GIVEN INSTRUCTION A: Count the lines in the records below that contain the word "light". Give only the number.

:: GIVEN PASSAGE

Thursday, February 16, 2006

Topic Maps and RDF scutters (assertion spidering bots): State of the art?

I am looking for the state of the art in Topic Maps and RDF scutters (assertion spidering bots).
Do you have any useful pointers/hints?

The growing use of semantic knowledge technologies like RDF and Topic Maps should result in larger collections of represented assertions available on the internet. Scutters (information agents spidering such assertions) could collect and integrate them.

One example of such an assertion scutter is:
http://rdfweb.org/topic/Scutter
http://rdfweb.org/topic/ScutterVocab

I have sketched the idea in my blog entry dated 24th Nov., 2005.
http://asigel.blogspot.com/2005/11/ideas-for-aggregation-of-distributed.html

Do you have any information concerning the following four questions:

(1)
Which available collections of statements/assertions do you know and can you recommend to me for an aggregation scenario?


I want to use them in a content aggregation scenario where statements about the same subjects are collocated. Ideally, such a collection would use Published Subjects (or subject indicators). I am particularly looking for topic map data, but would also like to know about RDF data, since accorcing to the latest guidelines in semantic interoperability, useful mappings are possible between Topic Maps and RDF.

::::
:: ENTRIES SUPPLIED

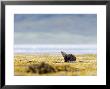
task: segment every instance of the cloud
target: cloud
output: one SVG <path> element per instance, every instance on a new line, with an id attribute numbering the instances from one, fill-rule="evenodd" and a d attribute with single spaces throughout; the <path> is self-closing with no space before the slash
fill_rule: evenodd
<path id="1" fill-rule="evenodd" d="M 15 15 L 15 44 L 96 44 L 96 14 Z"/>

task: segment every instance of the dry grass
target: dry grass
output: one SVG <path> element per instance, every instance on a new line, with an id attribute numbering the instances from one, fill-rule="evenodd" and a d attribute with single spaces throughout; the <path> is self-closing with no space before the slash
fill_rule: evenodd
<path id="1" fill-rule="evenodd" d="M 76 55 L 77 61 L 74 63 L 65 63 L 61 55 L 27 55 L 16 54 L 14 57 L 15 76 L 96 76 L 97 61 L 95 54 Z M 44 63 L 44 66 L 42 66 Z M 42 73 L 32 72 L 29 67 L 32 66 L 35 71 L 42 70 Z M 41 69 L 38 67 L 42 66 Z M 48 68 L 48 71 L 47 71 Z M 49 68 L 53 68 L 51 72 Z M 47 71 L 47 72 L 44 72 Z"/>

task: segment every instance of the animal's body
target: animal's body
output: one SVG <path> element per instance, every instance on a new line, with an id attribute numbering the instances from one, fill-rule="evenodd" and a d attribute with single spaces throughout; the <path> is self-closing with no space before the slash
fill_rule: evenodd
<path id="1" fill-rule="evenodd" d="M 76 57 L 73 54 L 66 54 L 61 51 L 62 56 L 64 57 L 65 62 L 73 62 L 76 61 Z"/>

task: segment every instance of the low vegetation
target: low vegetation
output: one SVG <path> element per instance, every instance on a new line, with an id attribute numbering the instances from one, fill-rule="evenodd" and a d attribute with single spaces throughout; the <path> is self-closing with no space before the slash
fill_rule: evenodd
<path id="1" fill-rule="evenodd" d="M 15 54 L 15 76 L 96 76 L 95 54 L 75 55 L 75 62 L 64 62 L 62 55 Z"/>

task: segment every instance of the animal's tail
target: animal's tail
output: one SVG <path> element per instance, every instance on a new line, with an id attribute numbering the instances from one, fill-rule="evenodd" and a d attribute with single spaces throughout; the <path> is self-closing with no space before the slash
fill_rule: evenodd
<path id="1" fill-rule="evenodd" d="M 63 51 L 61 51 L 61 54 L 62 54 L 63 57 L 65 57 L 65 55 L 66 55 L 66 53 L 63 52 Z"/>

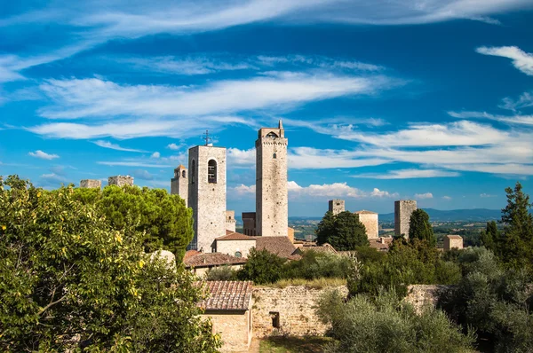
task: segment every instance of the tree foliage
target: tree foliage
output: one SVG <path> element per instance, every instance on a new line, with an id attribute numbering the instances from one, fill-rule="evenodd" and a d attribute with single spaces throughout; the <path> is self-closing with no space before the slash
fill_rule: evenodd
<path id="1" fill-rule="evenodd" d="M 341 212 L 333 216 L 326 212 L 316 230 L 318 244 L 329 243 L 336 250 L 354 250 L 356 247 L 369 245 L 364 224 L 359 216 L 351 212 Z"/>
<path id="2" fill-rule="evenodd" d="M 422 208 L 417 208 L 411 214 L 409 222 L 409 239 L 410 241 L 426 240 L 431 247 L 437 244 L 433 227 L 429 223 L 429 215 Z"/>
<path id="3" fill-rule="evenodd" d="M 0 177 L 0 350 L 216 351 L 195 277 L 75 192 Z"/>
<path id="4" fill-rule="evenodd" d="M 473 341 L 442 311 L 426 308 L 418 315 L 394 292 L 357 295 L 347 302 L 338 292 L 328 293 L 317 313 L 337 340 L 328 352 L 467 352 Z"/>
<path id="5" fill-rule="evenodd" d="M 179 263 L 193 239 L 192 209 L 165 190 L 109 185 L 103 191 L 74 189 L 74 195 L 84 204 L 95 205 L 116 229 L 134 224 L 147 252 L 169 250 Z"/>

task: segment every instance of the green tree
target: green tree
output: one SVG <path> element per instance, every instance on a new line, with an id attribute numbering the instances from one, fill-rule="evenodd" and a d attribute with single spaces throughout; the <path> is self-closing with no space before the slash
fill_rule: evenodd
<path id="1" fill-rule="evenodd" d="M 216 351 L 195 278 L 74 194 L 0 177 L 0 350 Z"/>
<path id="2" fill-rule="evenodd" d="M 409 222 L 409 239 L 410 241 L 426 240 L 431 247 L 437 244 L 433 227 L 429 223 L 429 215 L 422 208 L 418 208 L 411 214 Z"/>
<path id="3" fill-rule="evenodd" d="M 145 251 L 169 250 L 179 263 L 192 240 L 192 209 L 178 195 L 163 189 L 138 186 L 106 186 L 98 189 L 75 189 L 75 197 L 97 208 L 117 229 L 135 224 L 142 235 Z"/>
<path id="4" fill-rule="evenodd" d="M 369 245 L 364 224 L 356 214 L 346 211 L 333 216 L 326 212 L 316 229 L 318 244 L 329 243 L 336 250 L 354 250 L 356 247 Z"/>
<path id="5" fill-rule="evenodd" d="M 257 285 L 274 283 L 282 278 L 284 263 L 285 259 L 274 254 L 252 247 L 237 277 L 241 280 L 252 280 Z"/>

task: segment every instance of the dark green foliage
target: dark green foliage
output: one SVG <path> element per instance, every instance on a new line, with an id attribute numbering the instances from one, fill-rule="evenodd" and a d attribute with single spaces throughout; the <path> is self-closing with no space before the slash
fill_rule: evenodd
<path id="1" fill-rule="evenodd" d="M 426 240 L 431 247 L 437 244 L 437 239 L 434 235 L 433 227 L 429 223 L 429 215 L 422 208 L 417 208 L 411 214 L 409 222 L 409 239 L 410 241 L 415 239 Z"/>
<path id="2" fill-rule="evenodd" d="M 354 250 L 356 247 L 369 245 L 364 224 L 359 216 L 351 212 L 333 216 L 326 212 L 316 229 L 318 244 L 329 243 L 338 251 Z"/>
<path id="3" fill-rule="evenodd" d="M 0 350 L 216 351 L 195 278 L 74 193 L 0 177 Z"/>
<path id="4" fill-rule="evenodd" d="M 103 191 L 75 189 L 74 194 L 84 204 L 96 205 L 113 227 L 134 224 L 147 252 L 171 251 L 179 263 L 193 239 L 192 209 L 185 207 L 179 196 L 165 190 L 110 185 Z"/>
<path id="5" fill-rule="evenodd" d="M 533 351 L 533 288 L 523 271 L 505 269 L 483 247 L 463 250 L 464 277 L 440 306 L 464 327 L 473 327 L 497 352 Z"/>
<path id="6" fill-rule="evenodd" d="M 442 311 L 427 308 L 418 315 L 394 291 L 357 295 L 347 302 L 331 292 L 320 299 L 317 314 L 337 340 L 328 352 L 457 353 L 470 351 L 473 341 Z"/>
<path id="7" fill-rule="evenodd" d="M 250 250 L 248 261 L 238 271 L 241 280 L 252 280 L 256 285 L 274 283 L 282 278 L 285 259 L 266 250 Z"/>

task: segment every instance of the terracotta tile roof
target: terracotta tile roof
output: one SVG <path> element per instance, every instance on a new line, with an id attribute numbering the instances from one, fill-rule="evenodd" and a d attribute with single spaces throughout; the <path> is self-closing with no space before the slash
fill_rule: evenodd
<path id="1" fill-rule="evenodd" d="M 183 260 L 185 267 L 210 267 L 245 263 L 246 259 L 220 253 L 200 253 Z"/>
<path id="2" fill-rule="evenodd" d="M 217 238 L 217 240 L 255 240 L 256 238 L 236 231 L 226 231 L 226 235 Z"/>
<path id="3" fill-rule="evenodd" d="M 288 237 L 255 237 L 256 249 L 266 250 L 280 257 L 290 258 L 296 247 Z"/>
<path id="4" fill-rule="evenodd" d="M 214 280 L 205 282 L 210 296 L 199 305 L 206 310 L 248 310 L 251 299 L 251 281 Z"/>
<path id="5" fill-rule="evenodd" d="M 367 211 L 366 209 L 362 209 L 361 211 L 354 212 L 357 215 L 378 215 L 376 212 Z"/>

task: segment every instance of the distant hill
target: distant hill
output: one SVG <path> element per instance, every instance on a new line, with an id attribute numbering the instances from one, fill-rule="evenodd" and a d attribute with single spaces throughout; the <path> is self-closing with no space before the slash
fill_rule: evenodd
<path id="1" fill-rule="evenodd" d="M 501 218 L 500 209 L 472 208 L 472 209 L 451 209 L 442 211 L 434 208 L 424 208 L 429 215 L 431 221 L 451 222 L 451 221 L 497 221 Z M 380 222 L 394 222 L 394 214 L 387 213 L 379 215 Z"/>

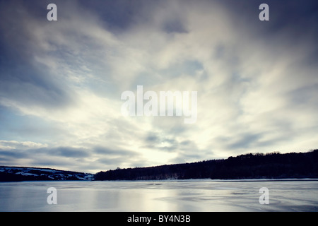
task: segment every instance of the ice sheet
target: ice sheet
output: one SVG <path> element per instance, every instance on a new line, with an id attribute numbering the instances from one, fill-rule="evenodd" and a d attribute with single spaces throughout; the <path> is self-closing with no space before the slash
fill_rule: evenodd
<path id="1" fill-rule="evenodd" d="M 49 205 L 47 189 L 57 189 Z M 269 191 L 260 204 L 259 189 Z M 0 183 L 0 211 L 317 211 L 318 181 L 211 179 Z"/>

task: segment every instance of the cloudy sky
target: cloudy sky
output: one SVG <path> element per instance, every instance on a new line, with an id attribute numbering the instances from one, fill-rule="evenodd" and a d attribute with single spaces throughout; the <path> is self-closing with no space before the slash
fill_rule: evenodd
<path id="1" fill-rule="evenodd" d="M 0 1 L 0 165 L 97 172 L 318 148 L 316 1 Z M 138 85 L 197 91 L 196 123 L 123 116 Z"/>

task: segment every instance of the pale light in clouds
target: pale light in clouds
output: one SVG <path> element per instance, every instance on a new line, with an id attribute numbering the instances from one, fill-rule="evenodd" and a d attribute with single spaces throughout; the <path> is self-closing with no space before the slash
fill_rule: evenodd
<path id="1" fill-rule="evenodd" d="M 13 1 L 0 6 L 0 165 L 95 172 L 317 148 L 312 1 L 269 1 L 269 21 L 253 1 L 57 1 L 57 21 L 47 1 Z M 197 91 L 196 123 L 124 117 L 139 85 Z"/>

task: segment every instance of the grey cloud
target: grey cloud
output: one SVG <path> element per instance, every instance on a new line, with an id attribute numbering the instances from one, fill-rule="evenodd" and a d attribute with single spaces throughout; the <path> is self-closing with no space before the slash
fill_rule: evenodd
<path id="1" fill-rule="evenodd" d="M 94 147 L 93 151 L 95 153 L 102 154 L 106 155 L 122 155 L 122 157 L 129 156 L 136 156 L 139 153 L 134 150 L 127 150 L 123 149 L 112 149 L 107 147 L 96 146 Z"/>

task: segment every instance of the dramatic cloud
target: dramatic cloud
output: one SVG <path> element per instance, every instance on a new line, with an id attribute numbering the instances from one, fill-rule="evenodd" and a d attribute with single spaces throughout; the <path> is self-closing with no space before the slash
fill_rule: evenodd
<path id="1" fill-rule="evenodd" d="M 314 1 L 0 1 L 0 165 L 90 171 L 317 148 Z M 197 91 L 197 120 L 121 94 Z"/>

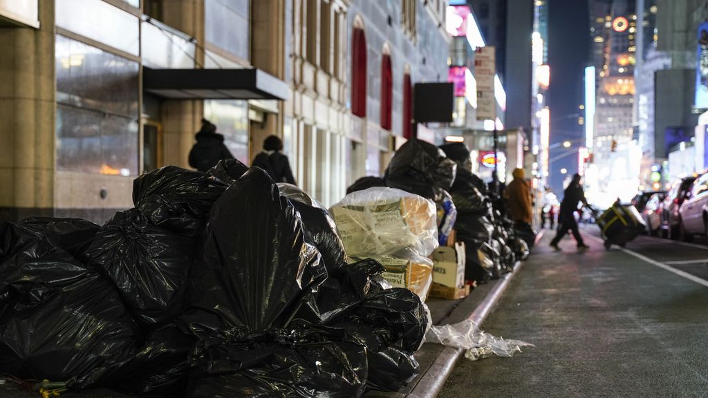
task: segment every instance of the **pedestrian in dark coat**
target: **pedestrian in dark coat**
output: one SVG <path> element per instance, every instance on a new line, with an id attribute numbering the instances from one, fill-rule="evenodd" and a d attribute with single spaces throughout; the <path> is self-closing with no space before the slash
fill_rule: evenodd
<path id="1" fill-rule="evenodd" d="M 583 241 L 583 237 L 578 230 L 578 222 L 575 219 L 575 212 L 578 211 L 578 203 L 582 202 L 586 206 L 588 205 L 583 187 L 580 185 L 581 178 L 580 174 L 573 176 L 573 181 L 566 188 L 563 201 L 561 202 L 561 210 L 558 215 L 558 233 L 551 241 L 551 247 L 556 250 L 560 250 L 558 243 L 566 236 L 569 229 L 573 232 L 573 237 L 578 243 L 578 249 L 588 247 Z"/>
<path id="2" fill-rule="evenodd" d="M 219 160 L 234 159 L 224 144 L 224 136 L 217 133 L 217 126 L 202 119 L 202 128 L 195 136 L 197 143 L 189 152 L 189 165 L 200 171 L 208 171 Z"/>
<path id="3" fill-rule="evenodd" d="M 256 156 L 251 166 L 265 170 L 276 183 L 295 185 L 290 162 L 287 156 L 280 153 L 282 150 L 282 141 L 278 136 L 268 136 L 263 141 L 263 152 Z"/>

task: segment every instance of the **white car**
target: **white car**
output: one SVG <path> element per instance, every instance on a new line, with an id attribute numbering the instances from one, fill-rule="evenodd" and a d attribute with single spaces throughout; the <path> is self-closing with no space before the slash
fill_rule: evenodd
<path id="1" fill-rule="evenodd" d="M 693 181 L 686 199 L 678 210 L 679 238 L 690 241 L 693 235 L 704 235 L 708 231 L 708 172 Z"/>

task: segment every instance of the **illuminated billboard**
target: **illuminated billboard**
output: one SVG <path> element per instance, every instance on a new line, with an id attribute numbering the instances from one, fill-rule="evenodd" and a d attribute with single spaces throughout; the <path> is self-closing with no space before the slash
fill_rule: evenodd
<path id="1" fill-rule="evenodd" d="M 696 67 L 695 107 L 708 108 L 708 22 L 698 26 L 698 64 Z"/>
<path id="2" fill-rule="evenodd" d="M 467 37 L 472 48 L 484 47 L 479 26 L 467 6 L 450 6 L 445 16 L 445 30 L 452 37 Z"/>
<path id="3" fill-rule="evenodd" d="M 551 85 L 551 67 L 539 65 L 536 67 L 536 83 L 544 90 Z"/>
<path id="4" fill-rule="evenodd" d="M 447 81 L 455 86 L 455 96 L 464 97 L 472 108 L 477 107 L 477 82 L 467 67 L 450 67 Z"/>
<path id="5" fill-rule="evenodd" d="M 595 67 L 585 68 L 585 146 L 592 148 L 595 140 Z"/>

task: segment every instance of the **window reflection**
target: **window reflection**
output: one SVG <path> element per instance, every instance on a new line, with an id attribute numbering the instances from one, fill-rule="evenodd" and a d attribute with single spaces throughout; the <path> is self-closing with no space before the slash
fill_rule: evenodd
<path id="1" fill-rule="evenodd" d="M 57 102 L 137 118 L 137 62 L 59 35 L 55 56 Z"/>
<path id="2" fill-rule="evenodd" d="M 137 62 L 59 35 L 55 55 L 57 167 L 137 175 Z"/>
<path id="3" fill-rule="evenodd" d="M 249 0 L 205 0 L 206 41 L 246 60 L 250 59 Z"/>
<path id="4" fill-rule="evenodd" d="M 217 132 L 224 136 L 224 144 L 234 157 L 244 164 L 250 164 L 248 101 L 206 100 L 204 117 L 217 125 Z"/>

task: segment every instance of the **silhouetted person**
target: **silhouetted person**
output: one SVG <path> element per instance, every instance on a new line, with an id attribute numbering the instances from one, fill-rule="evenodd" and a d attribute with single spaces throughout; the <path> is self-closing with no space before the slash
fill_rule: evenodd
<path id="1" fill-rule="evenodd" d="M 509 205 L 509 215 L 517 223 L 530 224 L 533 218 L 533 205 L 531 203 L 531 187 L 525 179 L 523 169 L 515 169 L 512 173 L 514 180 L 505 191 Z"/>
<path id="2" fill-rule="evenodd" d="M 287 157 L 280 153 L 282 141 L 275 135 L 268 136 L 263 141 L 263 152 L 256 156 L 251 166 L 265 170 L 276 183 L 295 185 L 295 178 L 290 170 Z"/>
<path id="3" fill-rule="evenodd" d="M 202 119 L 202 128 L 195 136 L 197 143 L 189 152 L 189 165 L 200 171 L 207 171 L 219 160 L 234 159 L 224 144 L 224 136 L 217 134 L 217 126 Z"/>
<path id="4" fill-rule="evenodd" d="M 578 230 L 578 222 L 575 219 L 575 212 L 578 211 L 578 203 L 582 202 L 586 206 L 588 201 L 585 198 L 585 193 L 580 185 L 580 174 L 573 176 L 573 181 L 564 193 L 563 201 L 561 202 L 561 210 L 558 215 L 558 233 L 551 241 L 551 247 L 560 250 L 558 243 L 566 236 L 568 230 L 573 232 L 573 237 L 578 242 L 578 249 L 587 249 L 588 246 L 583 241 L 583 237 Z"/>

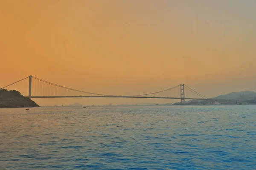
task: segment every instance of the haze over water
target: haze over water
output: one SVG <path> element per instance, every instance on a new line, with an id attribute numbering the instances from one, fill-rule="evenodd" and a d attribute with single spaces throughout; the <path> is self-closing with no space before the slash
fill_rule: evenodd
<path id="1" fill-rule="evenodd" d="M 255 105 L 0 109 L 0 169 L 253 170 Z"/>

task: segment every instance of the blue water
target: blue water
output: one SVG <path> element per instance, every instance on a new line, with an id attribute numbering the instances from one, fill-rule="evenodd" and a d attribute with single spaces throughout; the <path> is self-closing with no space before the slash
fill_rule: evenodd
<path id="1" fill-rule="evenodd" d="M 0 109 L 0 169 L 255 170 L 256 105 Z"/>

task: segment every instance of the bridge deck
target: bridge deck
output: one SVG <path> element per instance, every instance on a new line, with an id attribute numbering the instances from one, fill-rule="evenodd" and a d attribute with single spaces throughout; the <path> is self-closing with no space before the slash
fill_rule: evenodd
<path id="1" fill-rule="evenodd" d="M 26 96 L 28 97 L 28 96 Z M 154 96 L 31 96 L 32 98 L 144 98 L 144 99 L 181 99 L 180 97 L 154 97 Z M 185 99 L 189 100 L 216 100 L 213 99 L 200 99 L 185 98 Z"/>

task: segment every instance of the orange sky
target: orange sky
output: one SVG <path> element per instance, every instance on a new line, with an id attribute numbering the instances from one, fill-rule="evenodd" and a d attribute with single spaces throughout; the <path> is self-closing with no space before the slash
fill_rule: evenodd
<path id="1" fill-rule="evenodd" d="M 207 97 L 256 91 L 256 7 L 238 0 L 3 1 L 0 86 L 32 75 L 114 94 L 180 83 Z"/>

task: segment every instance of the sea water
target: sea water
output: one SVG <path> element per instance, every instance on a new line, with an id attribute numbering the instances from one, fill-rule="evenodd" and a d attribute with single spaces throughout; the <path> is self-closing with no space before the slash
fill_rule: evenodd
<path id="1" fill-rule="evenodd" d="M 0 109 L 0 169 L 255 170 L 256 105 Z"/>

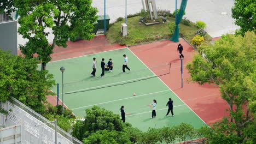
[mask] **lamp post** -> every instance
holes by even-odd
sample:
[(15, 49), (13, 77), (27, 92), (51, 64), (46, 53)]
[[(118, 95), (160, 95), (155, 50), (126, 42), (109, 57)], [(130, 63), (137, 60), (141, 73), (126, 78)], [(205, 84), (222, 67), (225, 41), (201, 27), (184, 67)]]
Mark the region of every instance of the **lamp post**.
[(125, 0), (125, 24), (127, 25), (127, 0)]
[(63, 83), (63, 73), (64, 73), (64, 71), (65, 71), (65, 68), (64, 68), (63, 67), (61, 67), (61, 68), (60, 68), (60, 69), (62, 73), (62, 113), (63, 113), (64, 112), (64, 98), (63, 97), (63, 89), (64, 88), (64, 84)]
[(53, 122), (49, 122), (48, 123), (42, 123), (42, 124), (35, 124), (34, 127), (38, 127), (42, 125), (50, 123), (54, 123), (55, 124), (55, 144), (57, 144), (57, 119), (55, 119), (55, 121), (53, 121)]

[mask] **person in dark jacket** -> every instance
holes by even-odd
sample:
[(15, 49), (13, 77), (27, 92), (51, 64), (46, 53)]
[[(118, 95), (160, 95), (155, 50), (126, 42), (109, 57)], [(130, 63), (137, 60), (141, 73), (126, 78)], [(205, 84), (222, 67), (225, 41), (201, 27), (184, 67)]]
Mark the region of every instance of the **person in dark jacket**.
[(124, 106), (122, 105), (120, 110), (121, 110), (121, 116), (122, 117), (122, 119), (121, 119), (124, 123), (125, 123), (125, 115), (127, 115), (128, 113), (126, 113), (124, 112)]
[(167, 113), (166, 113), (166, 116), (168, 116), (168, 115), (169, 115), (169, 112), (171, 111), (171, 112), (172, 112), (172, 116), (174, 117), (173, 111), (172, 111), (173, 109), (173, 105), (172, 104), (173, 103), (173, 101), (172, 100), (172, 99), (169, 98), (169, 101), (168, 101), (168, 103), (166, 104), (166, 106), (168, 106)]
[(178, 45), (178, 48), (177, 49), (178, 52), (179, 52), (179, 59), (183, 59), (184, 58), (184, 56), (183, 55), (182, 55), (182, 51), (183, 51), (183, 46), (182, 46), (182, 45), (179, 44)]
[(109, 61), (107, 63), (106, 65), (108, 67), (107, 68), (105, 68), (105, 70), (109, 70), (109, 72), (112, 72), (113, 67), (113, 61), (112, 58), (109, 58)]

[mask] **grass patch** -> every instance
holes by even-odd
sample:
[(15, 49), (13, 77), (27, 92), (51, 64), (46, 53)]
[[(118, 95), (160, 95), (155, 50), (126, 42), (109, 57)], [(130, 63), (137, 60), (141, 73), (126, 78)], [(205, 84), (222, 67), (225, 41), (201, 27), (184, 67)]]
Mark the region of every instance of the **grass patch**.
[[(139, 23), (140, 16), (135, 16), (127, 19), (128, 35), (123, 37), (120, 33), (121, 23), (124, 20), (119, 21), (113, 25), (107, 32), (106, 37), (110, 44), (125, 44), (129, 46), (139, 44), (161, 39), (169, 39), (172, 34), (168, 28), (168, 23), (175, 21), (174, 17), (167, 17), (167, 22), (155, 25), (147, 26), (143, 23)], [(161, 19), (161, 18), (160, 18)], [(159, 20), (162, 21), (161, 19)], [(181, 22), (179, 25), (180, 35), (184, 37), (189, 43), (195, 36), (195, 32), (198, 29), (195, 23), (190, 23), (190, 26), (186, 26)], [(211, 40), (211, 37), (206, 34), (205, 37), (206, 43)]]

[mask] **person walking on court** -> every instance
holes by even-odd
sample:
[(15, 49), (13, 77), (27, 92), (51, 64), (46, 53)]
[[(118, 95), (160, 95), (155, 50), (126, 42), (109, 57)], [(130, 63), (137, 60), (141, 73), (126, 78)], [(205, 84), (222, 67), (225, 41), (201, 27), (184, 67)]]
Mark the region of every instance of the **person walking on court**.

::::

GIVEN INSTRUCTION B: In the post on Topic Maps and RDF scutters above, which kind of data is the writer particularly looking for?

COMPLETE OUTPUT A: 2

COMPLETE OUTPUT B: Topic map data.